Retrieve linear model coefficients#

You can retrieve the list of coefficient names and values from a Saved Model version for compatible algorithms.

def get_model_coefficients(project, saved_model_id, version_id):
    """
    Returns a dictionary with key="coefficient name" and value=coefficient
    """

    model = project.get_saved_model(saved_model_id)
    if version_id is None:
        version_id = model.get_active_version().get('id')
    details = model.get_version_details(version_id)
    details_lr = details.details.get('iperf', {}).get('lmCoefficients', {})
    rescaled_coefs = details_lr.get('rescaledCoefs', [])
    variables = details_lr.get('variables',[])
    coef_dict = {var: coef for var, coef in zip(variables, rescaled_coefs)}
    if len(coef_dict)==0:
        print(f"Model {saved_model_id} and version {version_id} does not have coefficients")
    return coef_dict

Export model#

You can programmatically export the best version of a Saved Model as either a Python function or a MLFlow model. In the following example, the get_best_classifier_version() function returns the best version id of the classifier.

Pass that id to the dataikuapi.dss.savedmodel.DSSSavedModel.get_version_details() method to get a dataikuapi.dss.ml.DSSTrainedPredictionModelDetails handle.
Then either use get_scoring_python() or get_scoring_mlflow() to download the model archive to a given file name in either Python or MLflow, respectively.

import dataiku

PROJECT_KEY = 'YOUR_PROJECT_KEY'
METRIC = 'auc' # or any classification metrics of interest.

SUPPLIED RECORDS >>
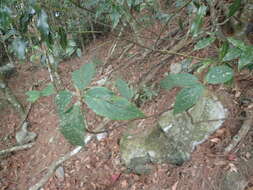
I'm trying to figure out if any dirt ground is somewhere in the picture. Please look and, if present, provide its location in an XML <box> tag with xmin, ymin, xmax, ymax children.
<box><xmin>0</xmin><ymin>23</ymin><xmax>253</xmax><ymax>190</ymax></box>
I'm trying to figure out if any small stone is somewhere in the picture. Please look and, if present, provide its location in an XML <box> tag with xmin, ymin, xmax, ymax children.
<box><xmin>170</xmin><ymin>63</ymin><xmax>182</xmax><ymax>74</ymax></box>
<box><xmin>55</xmin><ymin>166</ymin><xmax>65</xmax><ymax>181</ymax></box>
<box><xmin>96</xmin><ymin>133</ymin><xmax>108</xmax><ymax>141</ymax></box>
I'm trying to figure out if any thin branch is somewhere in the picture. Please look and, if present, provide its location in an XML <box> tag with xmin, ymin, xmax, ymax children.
<box><xmin>87</xmin><ymin>107</ymin><xmax>173</xmax><ymax>134</ymax></box>
<box><xmin>29</xmin><ymin>146</ymin><xmax>82</xmax><ymax>190</ymax></box>
<box><xmin>0</xmin><ymin>143</ymin><xmax>35</xmax><ymax>156</ymax></box>
<box><xmin>224</xmin><ymin>111</ymin><xmax>253</xmax><ymax>154</ymax></box>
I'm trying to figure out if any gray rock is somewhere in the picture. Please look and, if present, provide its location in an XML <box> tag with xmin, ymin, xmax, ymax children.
<box><xmin>55</xmin><ymin>166</ymin><xmax>65</xmax><ymax>181</ymax></box>
<box><xmin>120</xmin><ymin>93</ymin><xmax>227</xmax><ymax>172</ymax></box>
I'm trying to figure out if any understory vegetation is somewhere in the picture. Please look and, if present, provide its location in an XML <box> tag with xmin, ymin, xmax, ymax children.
<box><xmin>0</xmin><ymin>0</ymin><xmax>253</xmax><ymax>189</ymax></box>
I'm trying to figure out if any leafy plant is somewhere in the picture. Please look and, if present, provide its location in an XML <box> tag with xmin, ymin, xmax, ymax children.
<box><xmin>27</xmin><ymin>63</ymin><xmax>145</xmax><ymax>146</ymax></box>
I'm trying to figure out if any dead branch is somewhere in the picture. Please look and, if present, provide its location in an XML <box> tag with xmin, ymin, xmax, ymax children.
<box><xmin>29</xmin><ymin>146</ymin><xmax>82</xmax><ymax>190</ymax></box>
<box><xmin>0</xmin><ymin>143</ymin><xmax>34</xmax><ymax>156</ymax></box>
<box><xmin>224</xmin><ymin>112</ymin><xmax>253</xmax><ymax>154</ymax></box>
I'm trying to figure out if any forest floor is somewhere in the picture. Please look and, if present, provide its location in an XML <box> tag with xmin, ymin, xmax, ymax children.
<box><xmin>0</xmin><ymin>21</ymin><xmax>253</xmax><ymax>190</ymax></box>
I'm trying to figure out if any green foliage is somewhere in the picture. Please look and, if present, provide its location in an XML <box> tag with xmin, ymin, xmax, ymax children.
<box><xmin>219</xmin><ymin>41</ymin><xmax>229</xmax><ymax>60</ymax></box>
<box><xmin>161</xmin><ymin>73</ymin><xmax>199</xmax><ymax>90</ymax></box>
<box><xmin>228</xmin><ymin>0</ymin><xmax>241</xmax><ymax>17</ymax></box>
<box><xmin>37</xmin><ymin>9</ymin><xmax>50</xmax><ymax>38</ymax></box>
<box><xmin>191</xmin><ymin>5</ymin><xmax>207</xmax><ymax>37</ymax></box>
<box><xmin>72</xmin><ymin>63</ymin><xmax>95</xmax><ymax>90</ymax></box>
<box><xmin>222</xmin><ymin>47</ymin><xmax>242</xmax><ymax>61</ymax></box>
<box><xmin>12</xmin><ymin>38</ymin><xmax>27</xmax><ymax>59</ymax></box>
<box><xmin>116</xmin><ymin>79</ymin><xmax>134</xmax><ymax>101</ymax></box>
<box><xmin>55</xmin><ymin>90</ymin><xmax>73</xmax><ymax>115</ymax></box>
<box><xmin>194</xmin><ymin>37</ymin><xmax>215</xmax><ymax>50</ymax></box>
<box><xmin>223</xmin><ymin>38</ymin><xmax>253</xmax><ymax>70</ymax></box>
<box><xmin>238</xmin><ymin>46</ymin><xmax>253</xmax><ymax>70</ymax></box>
<box><xmin>26</xmin><ymin>83</ymin><xmax>55</xmax><ymax>102</ymax></box>
<box><xmin>227</xmin><ymin>37</ymin><xmax>247</xmax><ymax>51</ymax></box>
<box><xmin>173</xmin><ymin>84</ymin><xmax>204</xmax><ymax>114</ymax></box>
<box><xmin>205</xmin><ymin>65</ymin><xmax>234</xmax><ymax>84</ymax></box>
<box><xmin>161</xmin><ymin>73</ymin><xmax>204</xmax><ymax>114</ymax></box>
<box><xmin>84</xmin><ymin>87</ymin><xmax>144</xmax><ymax>120</ymax></box>
<box><xmin>55</xmin><ymin>91</ymin><xmax>85</xmax><ymax>146</ymax></box>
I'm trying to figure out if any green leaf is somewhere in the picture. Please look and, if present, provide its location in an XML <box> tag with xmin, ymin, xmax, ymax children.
<box><xmin>190</xmin><ymin>5</ymin><xmax>207</xmax><ymax>37</ymax></box>
<box><xmin>12</xmin><ymin>38</ymin><xmax>27</xmax><ymax>59</ymax></box>
<box><xmin>58</xmin><ymin>27</ymin><xmax>68</xmax><ymax>49</ymax></box>
<box><xmin>0</xmin><ymin>6</ymin><xmax>12</xmax><ymax>31</ymax></box>
<box><xmin>238</xmin><ymin>48</ymin><xmax>253</xmax><ymax>70</ymax></box>
<box><xmin>25</xmin><ymin>90</ymin><xmax>41</xmax><ymax>102</ymax></box>
<box><xmin>227</xmin><ymin>37</ymin><xmax>247</xmax><ymax>50</ymax></box>
<box><xmin>110</xmin><ymin>8</ymin><xmax>121</xmax><ymax>28</ymax></box>
<box><xmin>72</xmin><ymin>63</ymin><xmax>96</xmax><ymax>90</ymax></box>
<box><xmin>57</xmin><ymin>104</ymin><xmax>86</xmax><ymax>146</ymax></box>
<box><xmin>173</xmin><ymin>84</ymin><xmax>204</xmax><ymax>114</ymax></box>
<box><xmin>37</xmin><ymin>10</ymin><xmax>50</xmax><ymax>38</ymax></box>
<box><xmin>205</xmin><ymin>65</ymin><xmax>234</xmax><ymax>84</ymax></box>
<box><xmin>222</xmin><ymin>47</ymin><xmax>242</xmax><ymax>61</ymax></box>
<box><xmin>160</xmin><ymin>73</ymin><xmax>199</xmax><ymax>90</ymax></box>
<box><xmin>84</xmin><ymin>87</ymin><xmax>144</xmax><ymax>120</ymax></box>
<box><xmin>55</xmin><ymin>90</ymin><xmax>72</xmax><ymax>115</ymax></box>
<box><xmin>219</xmin><ymin>41</ymin><xmax>229</xmax><ymax>60</ymax></box>
<box><xmin>41</xmin><ymin>83</ymin><xmax>55</xmax><ymax>96</ymax></box>
<box><xmin>228</xmin><ymin>0</ymin><xmax>241</xmax><ymax>17</ymax></box>
<box><xmin>19</xmin><ymin>7</ymin><xmax>35</xmax><ymax>33</ymax></box>
<box><xmin>194</xmin><ymin>37</ymin><xmax>215</xmax><ymax>51</ymax></box>
<box><xmin>116</xmin><ymin>79</ymin><xmax>134</xmax><ymax>100</ymax></box>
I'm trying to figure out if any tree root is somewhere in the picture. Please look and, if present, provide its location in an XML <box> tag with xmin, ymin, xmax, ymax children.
<box><xmin>29</xmin><ymin>146</ymin><xmax>82</xmax><ymax>190</ymax></box>
<box><xmin>224</xmin><ymin>111</ymin><xmax>253</xmax><ymax>154</ymax></box>
<box><xmin>0</xmin><ymin>143</ymin><xmax>34</xmax><ymax>156</ymax></box>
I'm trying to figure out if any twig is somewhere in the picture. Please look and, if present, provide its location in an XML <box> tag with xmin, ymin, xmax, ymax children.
<box><xmin>87</xmin><ymin>107</ymin><xmax>173</xmax><ymax>134</ymax></box>
<box><xmin>224</xmin><ymin>111</ymin><xmax>253</xmax><ymax>154</ymax></box>
<box><xmin>29</xmin><ymin>146</ymin><xmax>82</xmax><ymax>190</ymax></box>
<box><xmin>0</xmin><ymin>143</ymin><xmax>35</xmax><ymax>156</ymax></box>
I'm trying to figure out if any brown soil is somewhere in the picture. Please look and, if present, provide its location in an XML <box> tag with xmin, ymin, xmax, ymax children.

WHAT YOU WILL DO >>
1. In the excerpted text:
(a) What value of version_id makes get_model_coefficients fall back to the model's active version?
(b) In which two forms can the best version of a Saved Model be exported?
(c) What value is assigned to METRIC?
2. Can you reproduce the listing word for word, beginning at the line that has "I'm trying to figure out if any twig" and continuing through the final line of the listing?

RESPONSES PER TASK >>
1.
(a) None
(b) As a Python function or as an MLFlow model
(c) 'auc'

2.
I'm trying to figure out if any twig is somewhere in the picture. Please look and, if present, provide its location in an XML <box> tag with xmin, ymin, xmax, ymax children.
<box><xmin>87</xmin><ymin>107</ymin><xmax>173</xmax><ymax>134</ymax></box>
<box><xmin>224</xmin><ymin>111</ymin><xmax>253</xmax><ymax>154</ymax></box>
<box><xmin>29</xmin><ymin>146</ymin><xmax>82</xmax><ymax>190</ymax></box>
<box><xmin>0</xmin><ymin>143</ymin><xmax>35</xmax><ymax>156</ymax></box>
I'm trying to figure out if any brown soil is somewhere in the picture. Please look and, if present, provide its location in an XML <box> tag with xmin, ymin, xmax, ymax children.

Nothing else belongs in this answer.